Rewrite the stretch of data below from its start through the line containing "x=444, y=713", keeping every line and changing only the answer coordinates. Multiply each of those coordinates by 1.65 and round to whole numbers, with halves rounding up.

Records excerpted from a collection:
....
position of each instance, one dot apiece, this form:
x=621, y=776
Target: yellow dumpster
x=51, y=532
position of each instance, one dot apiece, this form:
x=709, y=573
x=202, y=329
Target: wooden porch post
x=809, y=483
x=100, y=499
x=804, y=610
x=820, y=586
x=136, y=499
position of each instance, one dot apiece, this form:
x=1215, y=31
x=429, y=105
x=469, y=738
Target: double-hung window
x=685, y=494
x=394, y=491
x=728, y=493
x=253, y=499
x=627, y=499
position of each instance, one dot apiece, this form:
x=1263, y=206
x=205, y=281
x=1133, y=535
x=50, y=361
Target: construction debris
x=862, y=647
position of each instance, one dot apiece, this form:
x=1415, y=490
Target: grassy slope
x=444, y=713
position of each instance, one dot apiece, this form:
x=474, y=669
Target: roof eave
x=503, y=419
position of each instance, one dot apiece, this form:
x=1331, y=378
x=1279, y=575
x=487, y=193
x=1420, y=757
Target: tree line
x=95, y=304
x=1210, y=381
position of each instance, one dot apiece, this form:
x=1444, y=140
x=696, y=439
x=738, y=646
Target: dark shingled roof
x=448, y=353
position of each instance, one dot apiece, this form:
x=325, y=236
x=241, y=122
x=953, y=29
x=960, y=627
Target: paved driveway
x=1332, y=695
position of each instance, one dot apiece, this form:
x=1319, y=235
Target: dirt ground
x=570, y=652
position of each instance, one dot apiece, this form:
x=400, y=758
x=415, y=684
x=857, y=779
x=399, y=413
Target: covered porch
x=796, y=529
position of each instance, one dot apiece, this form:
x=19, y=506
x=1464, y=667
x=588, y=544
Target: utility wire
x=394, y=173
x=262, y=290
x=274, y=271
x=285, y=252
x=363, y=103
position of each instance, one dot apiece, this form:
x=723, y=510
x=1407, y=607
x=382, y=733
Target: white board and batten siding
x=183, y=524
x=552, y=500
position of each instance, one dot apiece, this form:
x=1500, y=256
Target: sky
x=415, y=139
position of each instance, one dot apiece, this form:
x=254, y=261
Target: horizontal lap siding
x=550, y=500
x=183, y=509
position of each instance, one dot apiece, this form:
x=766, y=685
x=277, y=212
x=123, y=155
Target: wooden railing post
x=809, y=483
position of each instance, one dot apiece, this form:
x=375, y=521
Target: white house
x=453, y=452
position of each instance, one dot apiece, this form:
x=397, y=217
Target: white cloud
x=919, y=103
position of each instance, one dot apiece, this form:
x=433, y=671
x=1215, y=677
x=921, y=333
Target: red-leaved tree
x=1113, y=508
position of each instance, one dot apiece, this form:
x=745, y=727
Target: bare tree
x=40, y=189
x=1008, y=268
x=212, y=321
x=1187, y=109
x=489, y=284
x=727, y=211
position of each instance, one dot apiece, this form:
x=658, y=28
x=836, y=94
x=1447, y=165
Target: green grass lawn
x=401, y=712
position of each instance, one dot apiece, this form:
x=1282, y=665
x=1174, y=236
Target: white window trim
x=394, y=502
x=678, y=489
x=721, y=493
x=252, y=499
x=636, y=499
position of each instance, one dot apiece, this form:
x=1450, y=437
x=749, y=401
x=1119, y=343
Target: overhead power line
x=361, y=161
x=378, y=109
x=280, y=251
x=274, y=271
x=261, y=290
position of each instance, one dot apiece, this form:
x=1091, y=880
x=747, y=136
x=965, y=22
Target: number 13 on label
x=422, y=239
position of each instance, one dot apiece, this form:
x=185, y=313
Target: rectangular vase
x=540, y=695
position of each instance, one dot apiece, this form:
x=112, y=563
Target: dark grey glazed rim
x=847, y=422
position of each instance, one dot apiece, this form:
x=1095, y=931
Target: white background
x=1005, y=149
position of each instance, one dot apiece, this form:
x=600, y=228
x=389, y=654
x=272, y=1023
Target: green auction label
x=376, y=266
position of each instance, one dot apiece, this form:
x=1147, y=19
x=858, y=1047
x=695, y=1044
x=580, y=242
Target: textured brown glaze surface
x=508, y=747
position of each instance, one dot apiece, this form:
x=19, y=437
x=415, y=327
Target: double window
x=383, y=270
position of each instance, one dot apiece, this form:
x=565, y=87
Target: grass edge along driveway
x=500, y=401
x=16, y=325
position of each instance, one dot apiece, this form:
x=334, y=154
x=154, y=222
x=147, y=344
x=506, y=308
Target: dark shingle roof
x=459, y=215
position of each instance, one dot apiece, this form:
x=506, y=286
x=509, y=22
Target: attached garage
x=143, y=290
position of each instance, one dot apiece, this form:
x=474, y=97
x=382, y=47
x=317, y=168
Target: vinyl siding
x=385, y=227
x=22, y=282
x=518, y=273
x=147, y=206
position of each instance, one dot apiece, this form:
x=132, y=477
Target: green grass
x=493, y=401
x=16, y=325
....
• Answer for this exercise
position of each instance, one dot apiece, this form:
x=621, y=776
Target: yellow dumpster
x=84, y=878
position of each instance, one dot apiece, this form:
x=709, y=573
x=202, y=329
Target: wooden porch post
x=1335, y=797
x=165, y=823
x=1327, y=1007
x=1353, y=967
x=224, y=823
position of each instance, one dot apiece, this form:
x=1215, y=31
x=429, y=105
x=469, y=738
Target: double-hung window
x=1130, y=815
x=650, y=810
x=1201, y=813
x=417, y=823
x=1035, y=823
position of each instance, one dot apiece, this form:
x=1263, y=206
x=205, y=281
x=1133, y=535
x=50, y=361
Target: construction debris
x=1422, y=1068
position of each instance, one dot apiece, this form:
x=1415, y=490
Target: grassy slope
x=733, y=1176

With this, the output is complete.